Ce samedi 13 restera dans ma mémoire parmi mes pires souvenirs. La veille j'avais été prévenu de l'aggravation de l'état de santé de Bernard et je savais qu'il fallait redouter le week-end. Mais au fond de moi, j'espérais, un jour, un répit, une amélioration : il affichait une telle volonté, une telle force, que sortant de sa chambre, il y a à peine deux semaines, j'avais envie de croire, de le croire, que bientôt le traitement se terminerait, que ça irait mieux, qu'il pourrait revenir en réunion en mairie… Oui, je l'attendais pour ces prochains rendez-vous, ces réunions, où, comme il l'a toujours fait, il nous donnerait son avis, il exprimerait ses convictions, fidèle à ses valeurs de socialiste, fidèle à sa ville de Wattrelos qu'il chérissait, fidèle à ses habitants dont il voulait, plus que tout, améliorer le bien-être et les conditions de vie. Nous l'attendions tous, nous ses collègues élus, ses camarades, ses amis, ses copains.
Malheureusement, le message qui m'est parvenu n'était pas celui que j'espérais. Bernard nous a dit au-revoir avant que le jour ne se lève. Il nous quitte trop tôt, terriblement trop tôt.
Militant associatif, homme de l'ombre, aimant peu les tribunes et les projecteurs, Bernard a suivi le chemin des hommes de bonne volonté. La pauvreté, la souffrance, le mal-vivre, l'injustice sociale, les inégalités le révoltaient. Il eut bon nombre d'engagements bénévoles et chrétiens, mais c'est au sein de la Conférence Saint-Vincent de Paul qu'il oeuvrait surtout, discrètement mais efficacement. Combien de fois ne l'ai-je mis en contact avec des familles en grandes difficultés, que l'administration seule ne pouvait traiter ? Il leur fallait de l'accompagnement, de l'humain : Bernard s'en chargeait, Bernard trouvait des solutions.

LISTE DES TÂCHES
1 – D'après l'hommage à Bernard, au sein de quelle organisation Bernard œuvrait-il surtout ?
2 – Recopiez le passage de l'hommage à Bernard compris entre « Malheureusement, le message » et « trouvait des solutions. », inclus.
3 – Dans l'hommage à Bernard, reformulez sous forme de liste le paragraphe qui commence par « Militant associatif, homme de l'ombre », en conservant ses faits principaux.

DONNÉES FOURNIES
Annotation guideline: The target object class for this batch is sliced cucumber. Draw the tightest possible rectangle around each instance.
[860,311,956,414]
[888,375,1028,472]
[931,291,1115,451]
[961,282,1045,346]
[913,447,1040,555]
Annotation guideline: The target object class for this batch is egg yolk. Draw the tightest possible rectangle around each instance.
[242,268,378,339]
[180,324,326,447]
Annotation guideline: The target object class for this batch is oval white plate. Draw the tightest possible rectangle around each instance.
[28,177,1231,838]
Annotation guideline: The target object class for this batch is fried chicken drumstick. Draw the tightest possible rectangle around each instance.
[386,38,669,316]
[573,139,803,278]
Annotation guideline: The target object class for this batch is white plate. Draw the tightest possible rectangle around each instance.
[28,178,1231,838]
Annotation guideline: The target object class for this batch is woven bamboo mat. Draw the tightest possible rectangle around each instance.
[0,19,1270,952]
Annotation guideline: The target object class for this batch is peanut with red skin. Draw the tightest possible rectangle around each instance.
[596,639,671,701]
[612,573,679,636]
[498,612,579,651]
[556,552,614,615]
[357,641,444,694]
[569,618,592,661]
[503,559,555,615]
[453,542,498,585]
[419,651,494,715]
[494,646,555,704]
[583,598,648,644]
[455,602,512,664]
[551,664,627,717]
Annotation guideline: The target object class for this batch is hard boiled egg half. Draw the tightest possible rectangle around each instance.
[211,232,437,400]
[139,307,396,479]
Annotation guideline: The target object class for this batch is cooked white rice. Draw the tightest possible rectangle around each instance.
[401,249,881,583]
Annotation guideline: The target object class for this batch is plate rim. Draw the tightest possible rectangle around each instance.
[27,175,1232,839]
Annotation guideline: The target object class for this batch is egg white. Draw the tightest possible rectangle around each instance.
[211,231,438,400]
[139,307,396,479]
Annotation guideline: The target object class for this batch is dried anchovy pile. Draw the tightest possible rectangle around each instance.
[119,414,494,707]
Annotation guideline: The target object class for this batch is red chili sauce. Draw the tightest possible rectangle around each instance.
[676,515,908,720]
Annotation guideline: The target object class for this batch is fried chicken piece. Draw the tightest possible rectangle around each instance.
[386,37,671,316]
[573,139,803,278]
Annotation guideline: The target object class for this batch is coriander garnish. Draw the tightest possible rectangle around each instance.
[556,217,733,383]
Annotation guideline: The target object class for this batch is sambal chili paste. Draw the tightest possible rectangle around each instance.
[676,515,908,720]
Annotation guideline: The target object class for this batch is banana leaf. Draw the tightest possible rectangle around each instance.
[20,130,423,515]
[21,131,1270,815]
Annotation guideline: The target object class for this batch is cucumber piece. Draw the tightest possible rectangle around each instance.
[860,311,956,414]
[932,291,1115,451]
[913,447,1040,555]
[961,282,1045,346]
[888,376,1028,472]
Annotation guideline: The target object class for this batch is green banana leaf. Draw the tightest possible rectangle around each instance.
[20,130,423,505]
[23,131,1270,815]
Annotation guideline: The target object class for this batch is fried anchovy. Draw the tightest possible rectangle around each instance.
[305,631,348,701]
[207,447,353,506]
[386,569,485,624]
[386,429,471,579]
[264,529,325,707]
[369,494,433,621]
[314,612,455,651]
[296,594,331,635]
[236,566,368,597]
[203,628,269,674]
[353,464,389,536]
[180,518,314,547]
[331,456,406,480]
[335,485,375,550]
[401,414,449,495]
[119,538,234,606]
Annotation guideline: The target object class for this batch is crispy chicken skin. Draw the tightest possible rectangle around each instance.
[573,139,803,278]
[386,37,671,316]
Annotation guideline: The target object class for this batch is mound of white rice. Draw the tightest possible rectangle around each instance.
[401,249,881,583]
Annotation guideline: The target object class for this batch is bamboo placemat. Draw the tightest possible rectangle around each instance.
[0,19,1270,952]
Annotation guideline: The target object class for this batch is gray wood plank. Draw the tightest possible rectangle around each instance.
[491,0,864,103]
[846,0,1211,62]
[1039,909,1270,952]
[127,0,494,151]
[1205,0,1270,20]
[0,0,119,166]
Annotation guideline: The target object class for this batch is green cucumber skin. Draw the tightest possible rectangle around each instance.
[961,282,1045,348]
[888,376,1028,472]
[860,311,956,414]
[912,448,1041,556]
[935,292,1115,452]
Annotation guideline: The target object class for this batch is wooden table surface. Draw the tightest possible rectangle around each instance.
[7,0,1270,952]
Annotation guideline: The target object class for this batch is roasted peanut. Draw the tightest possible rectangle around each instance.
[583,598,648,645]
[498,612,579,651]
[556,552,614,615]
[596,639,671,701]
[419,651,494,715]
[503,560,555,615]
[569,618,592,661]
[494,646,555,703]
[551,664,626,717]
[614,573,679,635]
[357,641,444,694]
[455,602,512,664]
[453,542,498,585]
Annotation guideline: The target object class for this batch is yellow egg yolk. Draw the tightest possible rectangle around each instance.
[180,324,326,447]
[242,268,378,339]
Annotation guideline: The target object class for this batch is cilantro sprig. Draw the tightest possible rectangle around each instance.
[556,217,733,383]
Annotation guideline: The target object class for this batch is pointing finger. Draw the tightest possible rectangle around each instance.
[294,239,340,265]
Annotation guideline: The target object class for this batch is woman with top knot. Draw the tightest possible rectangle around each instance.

RÉPONSES AUX EXERCICES
1 – Au sein de la Conférence Saint-Vincent de Paul.

2 –
Malheureusement, le message qui m'est parvenu n'était pas celui que j'espérais. Bernard nous a dit au-revoir avant que le jour ne se lève. Il nous quitte trop tôt, terriblement trop tôt.
Militant associatif, homme de l'ombre, aimant peu les tribunes et les projecteurs, Bernard a suivi le chemin des hommes de bonne volonté. La pauvreté, la souffrance, le mal-vivre, l'injustice sociale, les inégalités le révoltaient. Il eut bon nombre d'engagements bénévoles et chrétiens, mais c'est au sein de la Conférence Saint-Vincent de Paul qu'il oeuvrait surtout, discrètement mais efficacement. Combien de fois ne l'ai-je mis en contact avec des familles en grandes difficultés, que l'administration seule ne pouvait traiter ? Il leur fallait de l'accompagnement, de l'humain : Bernard s'en chargeait, Bernard trouvait des solutions.

3 –
- Bernard était un militant associatif discret, qui aimait peu les tribunes et les projecteurs.
- La pauvreté, la souffrance, le mal-vivre, l'injustice sociale et les inégalités le révoltaient.
- Il eut de nombreux engagements bénévoles et chrétiens, surtout au sein de la Conférence Saint-Vincent de Paul.
- Il accompagnait des familles en grandes difficultés que l'administration seule ne pouvait aider, et leur trouvait des solutions.